It is a theme that makes you a bit uneasy: the economy produces better than expected data that gaps the market higher, but there is no strength and the market fades again. Intuitively we know the market anticipates economic and earnings improvement well in advance, hence the October 2002 bottom in the stock market long before the economy started really kicking out good news. The issue was still very, very much in question when Nasdaq started its 70% run. Thus deep down we know that the unexpectedly good news was unexpected only to the economists that try to keep up with the data, something they, as a group, proved very bad at both at the downturn in 2000 and the upturn in late 2002, early 2003.
We had anticipated greater than 100K news jobs for October. Maybe the 200K+ that some predicted would have done the trick to propel the market to sustained gains, but maybe that is just slicing the potatoes thinner. After all, August and September were revised positive to show a 3 month gain of 286K; not quite 200K in one month, but a solid reversal of the -85K jobs lost per month from February to July. In other words, the market knows there is a solid economic expansion underway, has run well ahead of it, and is in the process of digesting the gains before it makes its next move. It does not appear to be in the breakout mode here, and gains to the upside will continue to be hard fought before it makes a more sustained pullback.
Even with the turn back from the highs it was not a total reversal. Economically sensitive stocks such (e.g., AA) and tech stocks tied to the Cisco end of the business (e.g., BRCM, PMCS, SCMR, etc.) performed quite well. Some sector rotation is ongoing, and that may benefit the large cap indexes that have lagged and are still well positioned for a move higher actually make that move. That remains to be seen; as of yet the other large cap indexes have not been making the moves without Nasdaq and the smaller cap issues leading the way.
THE ECONOMY
Jobs rise for last three months.

▬▬▬▬▬▬▬▬▬▬

## TASK DETAILS
Copy out the market commentary word for word, from "We had anticipated" up to and including "more sustained pullback.".

## GIVEN INFORMATION
▬▬▬▬▬▬▬▬▬▬

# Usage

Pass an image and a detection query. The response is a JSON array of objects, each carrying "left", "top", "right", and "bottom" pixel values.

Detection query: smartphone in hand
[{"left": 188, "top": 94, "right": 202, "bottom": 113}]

▬▬▬▬▬▬▬▬▬▬

## WRITTEN ANSWER
We had anticipated greater than 100K news jobs for October. Maybe the 200K+ that some predicted would have done the trick to propel the market to sustained gains, but maybe that is just slicing the potatoes thinner. After all, August and September were revised positive to show a 3 month gain of 286K; not quite 200K in one month, but a solid reversal of the -85K jobs lost per month from February to July. In other words, the market knows there is a solid economic expansion underway, has run well ahead of it, and is in the process of digesting the gains before it makes its next move. It does not appear to be in the breakout mode here, and gains to the upside will continue to be hard fought before it makes a more sustained pullback.